• [ARTICLE]:
:::

Que reste-t-il cinquante ans après des rêves de la génération peace and love, de cette jeunesse dorée, droguée, qui rêvait d’un nouveau monde, plus juste, plus humain ? Pas grand chose, si on en croit la satire corrosive du lucide et brillant Mike Bartlett. S’emparant de ce texte acide, mordant, Nora Granovsky signe un spectacle piquant, ciselé, qui malgré quelques baisses de régime enchante.
En 1967, dans un salon d’une banlieue de Londres, qui prend vie grâce à quelques meubles, quelques objets dispersés çà et là, deux frères épiloguent sur leur avenir, confrontent leurs points de vue différents sur la vie. L’ainé, Henry (étonnant Emile Falk-Blin) a tout du petit cadre étriqué, respectueux des règles. Il travaille dur pour un salaire de misère. Le benjamin, Kenneth (excellent Bertrand Poncet) est étudiant à Oxford. Brillant, dilettante et exubérant, il rêve d’ailleurs, d’une société sans barrières, tout en vivant au crochet de la société, de ses parents. L’arrivée de la perchée fiancée du premier, la très jolie Sandra (décalée et lumineuse Jeanne Lepers) va finir de creuser le fossé existentiel entre les deux frangins. Quelques joints, quelques baisers échangés, vont faire fi des codes familiaux, le plus jeune emballe la damoiselle et fuit la banalité du quotidien pour un monde fantasmé.

:::

• [DONNÉES FOURNIES]:
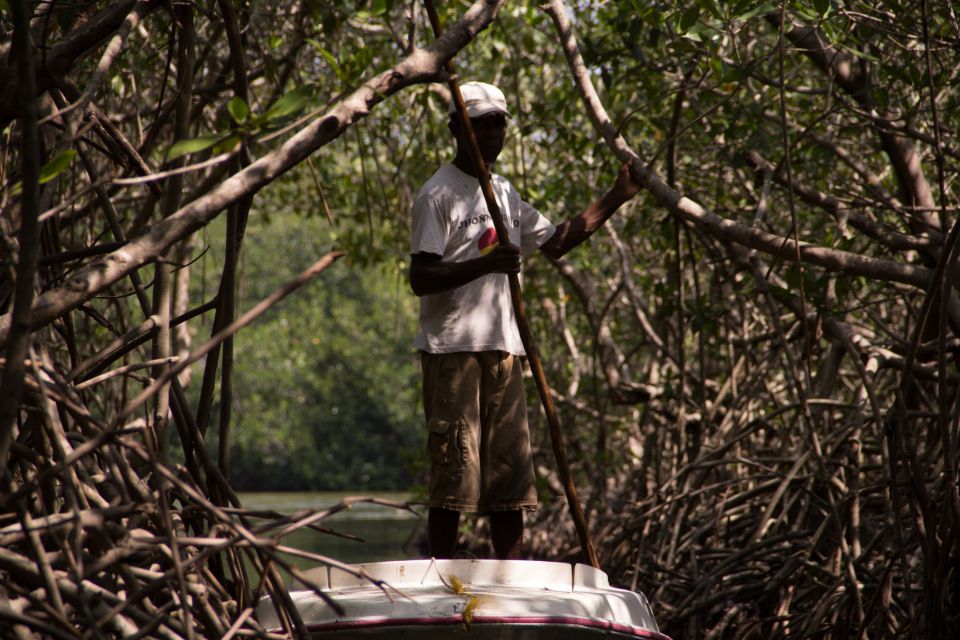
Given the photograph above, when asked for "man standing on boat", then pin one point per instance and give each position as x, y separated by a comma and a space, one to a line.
470, 348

:::

• [CONSIGNE 1]:
D'après l'article, dans quelle université Kenneth fait-il ses études ?
• [CONSIGNE 2]:
Résumez l'article en deux phrases.

• [RÉPONSE ATTENDUE 1]:
À Oxford.

• [RÉPONSE ATTENDUE 2]:
Nora Granovsky met en scène la satire corrosive de Mike Bartlett sur ce qu'il reste des rêves de la génération peace and love, dans un spectacle piquant et ciselé qui enchante malgré quelques baisses de régime. En 1967, dans une banlieue de Londres, deux frères aux visions opposées de la vie, Henry, respectueux des règles, et Kenneth, étudiant rêveur à Oxford, voient le fossé entre eux se creuser lorsque Kenneth séduit Sandra, la fiancée d'Henry, et fuit la banalité du quotidien pour un monde fantasmé.